**Activity:**
Output every record below exactly.
[[ Stored data, beginning ]]
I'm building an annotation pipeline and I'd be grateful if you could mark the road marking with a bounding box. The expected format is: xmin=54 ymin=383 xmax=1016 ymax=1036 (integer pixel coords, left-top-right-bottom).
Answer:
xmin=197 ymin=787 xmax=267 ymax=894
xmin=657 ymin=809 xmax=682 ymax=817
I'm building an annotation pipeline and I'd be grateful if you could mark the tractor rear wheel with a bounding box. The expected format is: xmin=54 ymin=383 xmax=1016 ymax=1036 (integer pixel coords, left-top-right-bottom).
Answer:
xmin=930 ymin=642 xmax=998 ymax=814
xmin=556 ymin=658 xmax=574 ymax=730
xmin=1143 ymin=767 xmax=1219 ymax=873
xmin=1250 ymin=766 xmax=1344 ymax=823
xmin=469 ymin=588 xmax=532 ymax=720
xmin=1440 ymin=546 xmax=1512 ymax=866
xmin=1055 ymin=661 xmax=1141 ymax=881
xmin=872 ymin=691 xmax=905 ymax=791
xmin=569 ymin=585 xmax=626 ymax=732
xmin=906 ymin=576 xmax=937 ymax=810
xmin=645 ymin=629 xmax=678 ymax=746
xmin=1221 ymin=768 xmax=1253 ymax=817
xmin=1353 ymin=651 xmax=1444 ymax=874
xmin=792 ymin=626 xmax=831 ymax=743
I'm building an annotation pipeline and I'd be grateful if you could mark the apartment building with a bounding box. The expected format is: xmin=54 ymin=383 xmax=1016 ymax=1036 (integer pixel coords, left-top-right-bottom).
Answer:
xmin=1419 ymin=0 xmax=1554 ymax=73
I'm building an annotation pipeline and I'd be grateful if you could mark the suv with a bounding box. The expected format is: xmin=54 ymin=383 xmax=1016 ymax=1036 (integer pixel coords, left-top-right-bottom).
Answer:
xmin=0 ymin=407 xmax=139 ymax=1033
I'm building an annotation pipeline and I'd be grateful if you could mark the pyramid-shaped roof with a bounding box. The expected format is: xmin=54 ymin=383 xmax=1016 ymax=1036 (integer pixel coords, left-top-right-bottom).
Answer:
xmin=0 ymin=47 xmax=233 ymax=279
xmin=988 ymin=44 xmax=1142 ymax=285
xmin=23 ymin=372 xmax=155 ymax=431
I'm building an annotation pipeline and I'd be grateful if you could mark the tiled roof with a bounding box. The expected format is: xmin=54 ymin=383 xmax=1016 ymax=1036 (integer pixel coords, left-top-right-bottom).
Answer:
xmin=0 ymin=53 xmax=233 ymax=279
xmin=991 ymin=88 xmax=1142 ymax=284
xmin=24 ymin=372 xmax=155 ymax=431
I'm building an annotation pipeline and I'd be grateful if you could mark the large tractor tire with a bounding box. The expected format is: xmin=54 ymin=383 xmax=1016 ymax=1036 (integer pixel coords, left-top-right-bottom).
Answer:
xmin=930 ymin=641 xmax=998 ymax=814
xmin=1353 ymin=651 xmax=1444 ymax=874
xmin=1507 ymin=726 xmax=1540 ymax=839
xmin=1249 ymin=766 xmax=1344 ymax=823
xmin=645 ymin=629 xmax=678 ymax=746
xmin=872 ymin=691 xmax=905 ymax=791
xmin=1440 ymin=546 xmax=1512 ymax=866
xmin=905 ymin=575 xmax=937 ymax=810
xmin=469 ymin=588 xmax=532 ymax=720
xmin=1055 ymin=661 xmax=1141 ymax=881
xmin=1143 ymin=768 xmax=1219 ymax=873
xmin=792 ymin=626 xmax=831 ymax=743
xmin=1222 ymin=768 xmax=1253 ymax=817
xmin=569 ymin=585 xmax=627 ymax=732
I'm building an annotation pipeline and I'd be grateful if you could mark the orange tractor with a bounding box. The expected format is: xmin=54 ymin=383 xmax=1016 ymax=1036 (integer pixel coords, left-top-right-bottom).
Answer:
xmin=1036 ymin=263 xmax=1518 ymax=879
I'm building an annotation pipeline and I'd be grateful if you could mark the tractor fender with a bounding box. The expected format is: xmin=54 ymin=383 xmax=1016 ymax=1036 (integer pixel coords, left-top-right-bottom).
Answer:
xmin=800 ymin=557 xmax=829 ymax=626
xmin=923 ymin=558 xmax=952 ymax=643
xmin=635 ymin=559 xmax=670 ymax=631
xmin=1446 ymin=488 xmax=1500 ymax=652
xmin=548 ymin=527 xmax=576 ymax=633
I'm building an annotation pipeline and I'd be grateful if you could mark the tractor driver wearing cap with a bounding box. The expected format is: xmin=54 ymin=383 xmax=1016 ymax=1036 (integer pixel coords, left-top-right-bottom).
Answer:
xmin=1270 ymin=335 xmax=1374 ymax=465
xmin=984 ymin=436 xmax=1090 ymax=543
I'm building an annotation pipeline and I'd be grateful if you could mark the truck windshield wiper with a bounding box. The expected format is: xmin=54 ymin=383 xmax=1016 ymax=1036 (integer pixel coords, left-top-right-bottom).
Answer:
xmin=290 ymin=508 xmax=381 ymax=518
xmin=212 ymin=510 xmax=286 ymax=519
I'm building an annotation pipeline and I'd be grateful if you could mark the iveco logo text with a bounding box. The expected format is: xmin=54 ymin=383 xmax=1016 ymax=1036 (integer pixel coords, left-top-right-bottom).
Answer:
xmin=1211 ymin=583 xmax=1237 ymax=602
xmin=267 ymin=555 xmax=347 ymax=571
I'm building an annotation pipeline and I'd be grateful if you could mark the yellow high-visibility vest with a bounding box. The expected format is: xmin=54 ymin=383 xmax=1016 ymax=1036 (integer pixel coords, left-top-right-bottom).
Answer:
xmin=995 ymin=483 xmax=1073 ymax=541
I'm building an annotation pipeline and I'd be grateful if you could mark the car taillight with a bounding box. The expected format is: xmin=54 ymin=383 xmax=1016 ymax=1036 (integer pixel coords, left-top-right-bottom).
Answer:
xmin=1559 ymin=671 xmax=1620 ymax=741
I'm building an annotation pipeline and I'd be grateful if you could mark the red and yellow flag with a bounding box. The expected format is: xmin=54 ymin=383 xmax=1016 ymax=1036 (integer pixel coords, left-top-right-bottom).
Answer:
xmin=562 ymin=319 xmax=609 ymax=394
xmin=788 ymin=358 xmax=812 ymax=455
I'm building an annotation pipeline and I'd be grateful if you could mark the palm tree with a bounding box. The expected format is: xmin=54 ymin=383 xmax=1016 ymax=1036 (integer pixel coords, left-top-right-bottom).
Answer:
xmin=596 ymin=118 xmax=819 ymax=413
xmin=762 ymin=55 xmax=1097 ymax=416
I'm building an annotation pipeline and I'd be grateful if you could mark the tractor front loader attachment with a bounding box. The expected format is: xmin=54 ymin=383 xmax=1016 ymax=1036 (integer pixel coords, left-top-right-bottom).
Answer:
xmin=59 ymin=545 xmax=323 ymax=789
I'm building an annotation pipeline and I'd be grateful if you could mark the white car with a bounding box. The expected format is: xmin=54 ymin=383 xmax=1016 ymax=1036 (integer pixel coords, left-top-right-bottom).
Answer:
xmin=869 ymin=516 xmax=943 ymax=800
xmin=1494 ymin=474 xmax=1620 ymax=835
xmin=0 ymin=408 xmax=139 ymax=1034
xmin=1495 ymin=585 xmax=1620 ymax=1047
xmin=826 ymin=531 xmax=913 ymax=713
[[ Stored data, end ]]
**Exercise answer:**
I'm building an annotation pipeline and I'd be grateful if you could mark the road marking with a bounding box. The expected format is: xmin=54 ymin=383 xmax=1016 ymax=1036 (integer pixel coords, left-top-right-bottom).
Answer:
xmin=197 ymin=787 xmax=267 ymax=894
xmin=657 ymin=809 xmax=682 ymax=817
I'm building an annotation pipeline and I'd be grateful if you could mark the tractor rear wheel with a bounding box. The expected format is: xmin=54 ymin=383 xmax=1016 ymax=1036 (integer pixel coords, left-top-right-bottom).
Answer:
xmin=930 ymin=642 xmax=998 ymax=814
xmin=556 ymin=658 xmax=574 ymax=730
xmin=1143 ymin=767 xmax=1219 ymax=873
xmin=1250 ymin=766 xmax=1344 ymax=823
xmin=469 ymin=588 xmax=532 ymax=720
xmin=1440 ymin=546 xmax=1512 ymax=866
xmin=1055 ymin=661 xmax=1141 ymax=881
xmin=872 ymin=691 xmax=905 ymax=791
xmin=569 ymin=585 xmax=626 ymax=732
xmin=906 ymin=576 xmax=937 ymax=810
xmin=645 ymin=629 xmax=678 ymax=746
xmin=1221 ymin=768 xmax=1253 ymax=817
xmin=1353 ymin=651 xmax=1444 ymax=874
xmin=792 ymin=626 xmax=831 ymax=743
I'm building an annotation pipeline and I'd be grateful if you could mark the apartment building with a bounding box. The expected format is: xmin=54 ymin=383 xmax=1016 ymax=1036 (integer pixel coords, left-top-right-bottom).
Answer:
xmin=1419 ymin=0 xmax=1554 ymax=73
I'm building an annotation pipeline and I'd be grateful if you could mark the suv with a bounding box. The expected format is: xmin=54 ymin=383 xmax=1016 ymax=1036 (integer pixel coords, left-top-right-bottom).
Answer:
xmin=0 ymin=407 xmax=139 ymax=1033
I'm building an annotation pipeline and I'd be grateful if you could mark the pyramid-shaped roof with a bounding box. The expected format is: xmin=54 ymin=383 xmax=1016 ymax=1036 (integer pixel coords, left-top-right-bottom).
Answer:
xmin=0 ymin=47 xmax=233 ymax=279
xmin=988 ymin=44 xmax=1142 ymax=285
xmin=23 ymin=372 xmax=155 ymax=431
I'm building an annotation pipeline and I'd be grateful if you could mark the tiled roof with a bounding box. The expected format is: xmin=54 ymin=383 xmax=1016 ymax=1036 (integer pixel coords, left-top-right-bottom).
Answer:
xmin=0 ymin=53 xmax=233 ymax=279
xmin=991 ymin=88 xmax=1142 ymax=284
xmin=24 ymin=372 xmax=155 ymax=431
I'm building an annotation pipeline and I'd be grateful if you could mark the large tractor tire with a bounding box. The expected format is: xmin=54 ymin=383 xmax=1016 ymax=1036 (integer pixel coords, left-top-right-bottom).
Answer:
xmin=930 ymin=641 xmax=998 ymax=814
xmin=1353 ymin=651 xmax=1444 ymax=874
xmin=1507 ymin=726 xmax=1540 ymax=839
xmin=1249 ymin=766 xmax=1344 ymax=823
xmin=645 ymin=629 xmax=678 ymax=746
xmin=872 ymin=691 xmax=905 ymax=791
xmin=1440 ymin=546 xmax=1512 ymax=866
xmin=905 ymin=575 xmax=937 ymax=810
xmin=469 ymin=588 xmax=532 ymax=720
xmin=1055 ymin=661 xmax=1141 ymax=881
xmin=1143 ymin=768 xmax=1219 ymax=873
xmin=792 ymin=626 xmax=831 ymax=743
xmin=1222 ymin=768 xmax=1253 ymax=817
xmin=569 ymin=585 xmax=627 ymax=732
I'm building an annotation pipeline and I'd be grateful if you could mark the orange tractor with a bounding box. The expected format is: xmin=54 ymin=383 xmax=1016 ymax=1036 (integer pixel coords, left-top-right-bottom).
Answer:
xmin=1036 ymin=263 xmax=1518 ymax=879
I'm building an annotation pipeline and I'd be grateful if you could mark the tractor fender with a bounding box. The expected format is: xmin=54 ymin=383 xmax=1016 ymax=1036 (integer pixel coords, left-top-right-bottom).
Answer:
xmin=800 ymin=557 xmax=829 ymax=626
xmin=923 ymin=558 xmax=952 ymax=643
xmin=635 ymin=559 xmax=670 ymax=631
xmin=1446 ymin=488 xmax=1500 ymax=652
xmin=548 ymin=527 xmax=576 ymax=633
I'm building an annotation pipeline and I'd be grateful if you could mark the tractor driver wearing cap with a bounding box. The expected format is: xmin=54 ymin=383 xmax=1016 ymax=1036 (integer pixel coords, left-top-right-bottom).
Answer:
xmin=1270 ymin=335 xmax=1374 ymax=465
xmin=984 ymin=436 xmax=1090 ymax=543
I'm building an annotation pipeline and I'd be grateful if you could mark the truck windshield wiper with a bounding box. The expected format is: xmin=54 ymin=383 xmax=1016 ymax=1036 (integer pixel coords, left-top-right-bottom).
Answer:
xmin=290 ymin=508 xmax=381 ymax=518
xmin=212 ymin=510 xmax=286 ymax=519
I'm building an annotation pipeline and I'd be grateful if you could mark the iveco logo text with a bounding box. The expected format is: xmin=54 ymin=383 xmax=1016 ymax=1036 (integer pixel coords, left-top-right-bottom).
Answer:
xmin=1211 ymin=583 xmax=1237 ymax=602
xmin=267 ymin=555 xmax=347 ymax=571
I'm building an annotation pipeline and I'd be grateful if you could mark the yellow high-visibility vest with a bounding box. The expected format is: xmin=54 ymin=383 xmax=1016 ymax=1036 (integer pixel coords, left-top-right-bottom).
Answer:
xmin=995 ymin=483 xmax=1073 ymax=541
I'm building an annotation pipeline and I'd be grateful if you could mark the car taillight with a bounding box. The expected format is: xmin=54 ymin=383 xmax=1016 ymax=1036 (integer pixel coords, left-top-right-bottom).
Answer:
xmin=1559 ymin=671 xmax=1620 ymax=741
I'm building an annotation pipeline and I'd be grateful if you could mark the red and yellow flag with a bounding box. The expected format is: xmin=54 ymin=383 xmax=1016 ymax=1036 (integer pixel coords, left-top-right-bottom).
Answer:
xmin=562 ymin=319 xmax=609 ymax=394
xmin=788 ymin=358 xmax=812 ymax=455
I'm building an annotation pipeline and I'd be grateful if you could mark the palm tree with a bounding box. The expected format is: xmin=54 ymin=383 xmax=1016 ymax=1036 (integer pixel coords, left-top-right-bottom).
Answer:
xmin=596 ymin=118 xmax=819 ymax=413
xmin=762 ymin=55 xmax=1097 ymax=416
I'm building an annotation pipeline and I'd be grateful if you could mark the tractor front loader attachment with a bounding box. The expected format is: xmin=54 ymin=383 xmax=1016 ymax=1036 (integer pixel coords, left-top-right-bottom).
Answer:
xmin=59 ymin=545 xmax=323 ymax=789
I'm building an annotation pipeline and I'd be grateful if you could mark the white car with a bounding box. The expected format is: xmin=54 ymin=383 xmax=1016 ymax=1036 (integer pixel coords, left-top-right-bottom).
Answer:
xmin=869 ymin=516 xmax=943 ymax=800
xmin=1494 ymin=474 xmax=1620 ymax=835
xmin=0 ymin=408 xmax=139 ymax=1034
xmin=1495 ymin=585 xmax=1620 ymax=1047
xmin=826 ymin=531 xmax=913 ymax=713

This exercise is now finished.